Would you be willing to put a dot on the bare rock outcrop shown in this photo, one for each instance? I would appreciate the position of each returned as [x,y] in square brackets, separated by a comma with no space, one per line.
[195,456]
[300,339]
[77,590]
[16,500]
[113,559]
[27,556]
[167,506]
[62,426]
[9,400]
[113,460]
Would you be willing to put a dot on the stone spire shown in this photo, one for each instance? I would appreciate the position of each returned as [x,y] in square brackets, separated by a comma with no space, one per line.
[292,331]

+===+

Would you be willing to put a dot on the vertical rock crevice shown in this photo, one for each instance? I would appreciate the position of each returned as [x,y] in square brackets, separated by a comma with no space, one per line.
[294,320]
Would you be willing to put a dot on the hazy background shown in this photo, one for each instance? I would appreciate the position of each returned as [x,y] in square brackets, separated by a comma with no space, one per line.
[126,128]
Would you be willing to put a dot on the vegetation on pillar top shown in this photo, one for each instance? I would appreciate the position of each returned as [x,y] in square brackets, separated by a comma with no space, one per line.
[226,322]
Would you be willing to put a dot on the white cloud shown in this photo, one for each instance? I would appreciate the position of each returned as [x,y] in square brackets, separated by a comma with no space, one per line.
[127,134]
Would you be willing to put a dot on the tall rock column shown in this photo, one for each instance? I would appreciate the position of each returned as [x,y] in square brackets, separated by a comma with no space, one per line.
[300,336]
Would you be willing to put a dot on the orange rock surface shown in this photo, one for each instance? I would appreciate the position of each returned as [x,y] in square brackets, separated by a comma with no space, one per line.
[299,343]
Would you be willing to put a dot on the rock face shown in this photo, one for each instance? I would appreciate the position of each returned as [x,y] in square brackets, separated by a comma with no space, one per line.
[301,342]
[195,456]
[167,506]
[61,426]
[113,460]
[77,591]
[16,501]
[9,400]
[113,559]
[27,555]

+===+

* Instructions to follow: Pull out each line of the material above that contains the word "crevice". Case counts.

* Answer to this exercise:
Would you be willing to put a dot on the vertical rock crevice shown in this photo, one for each instance? I would appreciate the position of each returned as [x,y] in square brackets, separated by a comma with no space, one per line.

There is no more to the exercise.